| Given passage |
%%

Thin vs. Wide networks#

Let us now vary the width of our network. What happens?

model_list = []

width_list = [5, 10, 100, 1000]

for width in width_list:
    model = MLPshallow(hidden_dim=width)
    model_list.append(model)
    plot_net(model, label=f"Width = {model.hidden_dim}")

plot_data(dataset)
plt.title("At initialization")
plt.legend()

all_losses = [[] for _ in width_list]
all_weights = []
../_images/61ded11790bbddfba8cd5fda379e8bf179873918468f1a2ff8d3322810c96664.png
N_steps = 50000

for i, model in enumerate(model_list):
    losses = train(
        model,
        dataset,
        N_steps=N_steps,
        batch_size=15,
        lr=0.002,
        save_weights_every=1,
    )
    all_losses[i] += losses
    plot_net(model, label=f"Width = {model.hidden_dim}")

plot_data(dataset)
plt.title("After some training")
plt.legend()

plt.show()
../_images/cbb6c8ec2fcb17a85df059d6a11b404c41a5d129e06285767e95e343c556f364.png
fig, axs = plt.subplots(1, 2, figsize=(12, 4))

axs[0].set_title("Train loss")
for i, losses in enumerate(all_losses):
    points = np.arange(0, len(losses), 1)
    losses = np.array(losses)
    axs[0].loglog(points, losses[points], alpha=0.5, label=f"{width_list[i]}")

axs[1].set_title("Relative weight movement of last layer")
for model in model_list:
    all_weights1 = np.array(model.weight_history)
    weight_evol = np.linalg.norm(
        all_weights1 - all_weights1[0], axis=1
    ) / np.linalg.norm(all_weights1[0])

    axs[1].plot(weight_evol, alpha=0.5, label=f"{model.hidden_dim}")

plt.legend()
plt.show()
../_images/ba83f2b7373624a766ce627ded0bdf1c4ebd55d26814022e644d2d587f829dde.png

Bad initialization can you get you out of the Lazy regime#

We simulate bad initialization by taking two steps of gradient descent from initialization.

model_list = []
N_models = 10
for _ in range(N_models):
    model = MLPshallow(hidden_dim=100)
    model_list.append(model)
    train(
        model,
        dataset,
        N_steps=2,
        batch_size=30,
        lr=1,
        save_weights_every=-1,
    )
    plot_net(model)


plot_data(dataset)

%%

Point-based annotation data
%%

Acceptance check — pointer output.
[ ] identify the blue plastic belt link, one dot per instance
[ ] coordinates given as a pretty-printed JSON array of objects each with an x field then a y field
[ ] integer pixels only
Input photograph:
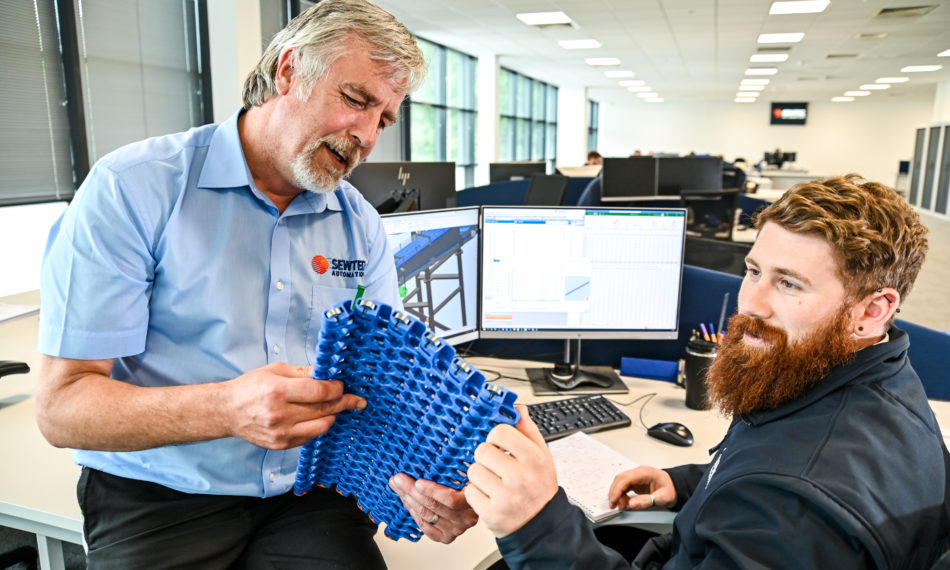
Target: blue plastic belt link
[{"x": 427, "y": 410}]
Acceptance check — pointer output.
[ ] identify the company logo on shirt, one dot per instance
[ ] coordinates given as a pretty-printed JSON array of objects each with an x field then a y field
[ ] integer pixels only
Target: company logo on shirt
[
  {"x": 320, "y": 264},
  {"x": 338, "y": 267}
]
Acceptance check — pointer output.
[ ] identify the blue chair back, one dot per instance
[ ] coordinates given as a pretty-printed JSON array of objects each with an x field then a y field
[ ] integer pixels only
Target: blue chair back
[{"x": 929, "y": 354}]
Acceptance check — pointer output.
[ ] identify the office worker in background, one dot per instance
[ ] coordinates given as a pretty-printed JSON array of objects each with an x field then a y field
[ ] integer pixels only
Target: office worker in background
[
  {"x": 182, "y": 295},
  {"x": 834, "y": 458}
]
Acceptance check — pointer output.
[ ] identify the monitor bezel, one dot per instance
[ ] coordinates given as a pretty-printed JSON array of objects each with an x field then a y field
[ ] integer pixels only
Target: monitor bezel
[
  {"x": 611, "y": 162},
  {"x": 424, "y": 202},
  {"x": 465, "y": 336},
  {"x": 578, "y": 334}
]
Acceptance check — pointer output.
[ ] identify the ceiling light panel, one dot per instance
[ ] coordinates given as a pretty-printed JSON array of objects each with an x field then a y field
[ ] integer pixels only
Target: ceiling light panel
[
  {"x": 920, "y": 68},
  {"x": 543, "y": 18},
  {"x": 783, "y": 38},
  {"x": 798, "y": 7},
  {"x": 579, "y": 44},
  {"x": 761, "y": 71},
  {"x": 768, "y": 57},
  {"x": 602, "y": 61},
  {"x": 892, "y": 80}
]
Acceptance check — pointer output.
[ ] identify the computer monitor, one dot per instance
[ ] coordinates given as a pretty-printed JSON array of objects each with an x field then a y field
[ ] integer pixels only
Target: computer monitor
[
  {"x": 630, "y": 178},
  {"x": 436, "y": 255},
  {"x": 546, "y": 190},
  {"x": 684, "y": 173},
  {"x": 405, "y": 186},
  {"x": 522, "y": 170},
  {"x": 578, "y": 273},
  {"x": 777, "y": 159}
]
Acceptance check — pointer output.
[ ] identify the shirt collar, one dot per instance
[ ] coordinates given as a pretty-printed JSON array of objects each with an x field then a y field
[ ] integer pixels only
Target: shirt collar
[{"x": 225, "y": 166}]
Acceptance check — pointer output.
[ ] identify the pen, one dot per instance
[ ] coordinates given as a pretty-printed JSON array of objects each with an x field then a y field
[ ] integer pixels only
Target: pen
[
  {"x": 705, "y": 332},
  {"x": 722, "y": 315}
]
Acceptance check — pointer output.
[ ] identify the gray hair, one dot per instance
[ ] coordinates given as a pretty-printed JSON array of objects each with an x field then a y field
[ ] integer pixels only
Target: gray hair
[{"x": 318, "y": 37}]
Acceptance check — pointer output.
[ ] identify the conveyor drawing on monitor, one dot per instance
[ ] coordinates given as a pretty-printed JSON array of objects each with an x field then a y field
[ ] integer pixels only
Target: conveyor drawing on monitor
[{"x": 419, "y": 261}]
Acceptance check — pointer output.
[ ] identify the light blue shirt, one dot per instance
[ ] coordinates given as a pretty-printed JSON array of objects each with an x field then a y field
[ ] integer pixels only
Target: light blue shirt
[{"x": 170, "y": 260}]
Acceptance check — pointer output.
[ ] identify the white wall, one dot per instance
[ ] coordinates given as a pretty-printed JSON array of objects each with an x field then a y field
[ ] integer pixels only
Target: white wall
[
  {"x": 869, "y": 137},
  {"x": 23, "y": 231},
  {"x": 571, "y": 127},
  {"x": 234, "y": 33}
]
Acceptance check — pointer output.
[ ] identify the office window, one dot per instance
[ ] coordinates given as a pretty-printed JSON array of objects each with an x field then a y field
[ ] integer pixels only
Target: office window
[
  {"x": 593, "y": 126},
  {"x": 141, "y": 70},
  {"x": 35, "y": 161},
  {"x": 82, "y": 78},
  {"x": 528, "y": 118},
  {"x": 442, "y": 113}
]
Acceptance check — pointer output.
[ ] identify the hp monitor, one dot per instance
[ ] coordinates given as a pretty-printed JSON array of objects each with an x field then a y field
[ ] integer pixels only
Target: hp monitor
[
  {"x": 631, "y": 178},
  {"x": 580, "y": 273},
  {"x": 504, "y": 171},
  {"x": 436, "y": 255},
  {"x": 405, "y": 186}
]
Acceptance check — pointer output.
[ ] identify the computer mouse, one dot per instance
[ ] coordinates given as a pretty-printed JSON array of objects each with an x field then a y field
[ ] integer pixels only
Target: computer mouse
[{"x": 672, "y": 432}]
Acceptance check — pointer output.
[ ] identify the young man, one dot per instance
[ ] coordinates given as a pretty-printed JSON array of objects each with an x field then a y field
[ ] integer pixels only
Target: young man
[
  {"x": 183, "y": 292},
  {"x": 834, "y": 458}
]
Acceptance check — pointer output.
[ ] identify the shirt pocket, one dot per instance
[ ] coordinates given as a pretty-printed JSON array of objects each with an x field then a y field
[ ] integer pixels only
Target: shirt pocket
[{"x": 322, "y": 299}]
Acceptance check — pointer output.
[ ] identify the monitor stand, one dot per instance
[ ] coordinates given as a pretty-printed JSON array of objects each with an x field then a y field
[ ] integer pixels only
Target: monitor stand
[{"x": 585, "y": 380}]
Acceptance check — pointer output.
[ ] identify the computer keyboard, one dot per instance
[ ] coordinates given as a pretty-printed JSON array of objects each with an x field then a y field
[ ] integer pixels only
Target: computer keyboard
[{"x": 584, "y": 413}]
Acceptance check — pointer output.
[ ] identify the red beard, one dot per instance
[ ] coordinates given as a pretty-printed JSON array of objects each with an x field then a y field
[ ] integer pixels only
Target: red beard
[{"x": 745, "y": 379}]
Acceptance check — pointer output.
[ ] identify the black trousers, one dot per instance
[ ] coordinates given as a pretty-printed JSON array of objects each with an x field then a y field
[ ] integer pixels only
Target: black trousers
[{"x": 135, "y": 524}]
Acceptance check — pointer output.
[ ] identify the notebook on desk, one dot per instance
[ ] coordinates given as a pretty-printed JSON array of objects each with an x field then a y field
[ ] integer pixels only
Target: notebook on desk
[{"x": 586, "y": 468}]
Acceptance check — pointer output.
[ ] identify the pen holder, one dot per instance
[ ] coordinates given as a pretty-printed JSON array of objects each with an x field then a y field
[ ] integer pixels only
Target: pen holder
[{"x": 699, "y": 356}]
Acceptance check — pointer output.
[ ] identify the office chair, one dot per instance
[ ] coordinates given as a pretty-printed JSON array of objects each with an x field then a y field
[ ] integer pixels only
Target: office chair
[
  {"x": 26, "y": 555},
  {"x": 929, "y": 354},
  {"x": 546, "y": 190},
  {"x": 591, "y": 195}
]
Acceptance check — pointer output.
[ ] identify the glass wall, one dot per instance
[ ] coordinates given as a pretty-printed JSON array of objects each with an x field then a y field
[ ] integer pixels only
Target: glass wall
[
  {"x": 442, "y": 113},
  {"x": 593, "y": 125},
  {"x": 528, "y": 118}
]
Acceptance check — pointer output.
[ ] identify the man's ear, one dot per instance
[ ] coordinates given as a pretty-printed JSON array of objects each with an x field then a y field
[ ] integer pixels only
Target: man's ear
[
  {"x": 874, "y": 312},
  {"x": 284, "y": 76}
]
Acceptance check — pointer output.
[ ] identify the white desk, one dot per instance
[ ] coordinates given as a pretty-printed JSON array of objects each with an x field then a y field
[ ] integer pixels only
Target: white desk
[
  {"x": 38, "y": 481},
  {"x": 785, "y": 179}
]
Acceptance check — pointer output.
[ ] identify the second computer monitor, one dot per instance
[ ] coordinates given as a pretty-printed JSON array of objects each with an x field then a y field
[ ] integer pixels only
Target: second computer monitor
[
  {"x": 405, "y": 186},
  {"x": 575, "y": 273},
  {"x": 630, "y": 178},
  {"x": 521, "y": 170},
  {"x": 682, "y": 174},
  {"x": 436, "y": 255}
]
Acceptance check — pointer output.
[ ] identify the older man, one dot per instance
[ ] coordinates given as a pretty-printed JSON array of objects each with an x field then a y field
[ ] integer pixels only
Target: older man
[
  {"x": 182, "y": 296},
  {"x": 833, "y": 459}
]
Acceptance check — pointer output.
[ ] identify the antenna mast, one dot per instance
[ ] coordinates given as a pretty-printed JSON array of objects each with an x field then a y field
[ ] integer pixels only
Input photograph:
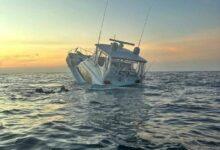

%%

| To-do list |
a - Using the neural network width tutorial, decide whether each statement agrees with it: (i) One of the widths tried is 1000. (ii) Each model in the width comparison is trained for 5000 steps. (iii) A bad start is imitated by taking two gradient descent steps from initialization. For each, give yes or no and quote the words that settle it.
b - Carry on the neural network width tutorial, picking up right after its final line of code.

| Responses for each task |
a -
(i) Yes: "width_list = [5, 10, 100, 1000]"
(ii) No: "N_steps = 50000"
(iii) Yes: "We simulate bad initialization by taking two steps of gradient descent from initialization."

b -
plt.title("At bad initialization")

all_losses = [[] for _ in range(N_models)]
all_weights = []
../_images/0c58848eb3e60d53852ef4c99d96b4568fb6fe6c798220c2c2578d61b93e1d2d.png
N_steps = 1000
xmin = np.min(dataset.inputs.detach().numpy())
xmax = np.max(dataset.inputs.detach().numpy())
plt.xlim(xmin, xmax)
print(xmin, xmax)

for i, model in enumerate(model_list):
    losses = train(
        model,
        dataset,
        N_steps=N_steps,
        batch_size=30,
        lr=0.001,
        save_weights_every=1,
    )
    all_losses[i] += losses
    plot_net(model, xmin=xmin, xmax=xmax)

plot_data(dataset)
plt.title("After some training")

plt.show()
-0.98198813 0.7443142
../_images/b747af37ebf4a87b1f30067cad2885f0ab59bc1b4b56e15d71dac453aac46c7b.png
fig, axs = plt.subplots(1, 2, figsize=(12, 4))

axs[0].set_title("Train loss")
for i, losses in enumerate(all_losses):
    points = np.arange(0, len(losses), 1)
    losses = np.array(losses)
    axs[0].loglog(points, losses[points], alpha=0.5)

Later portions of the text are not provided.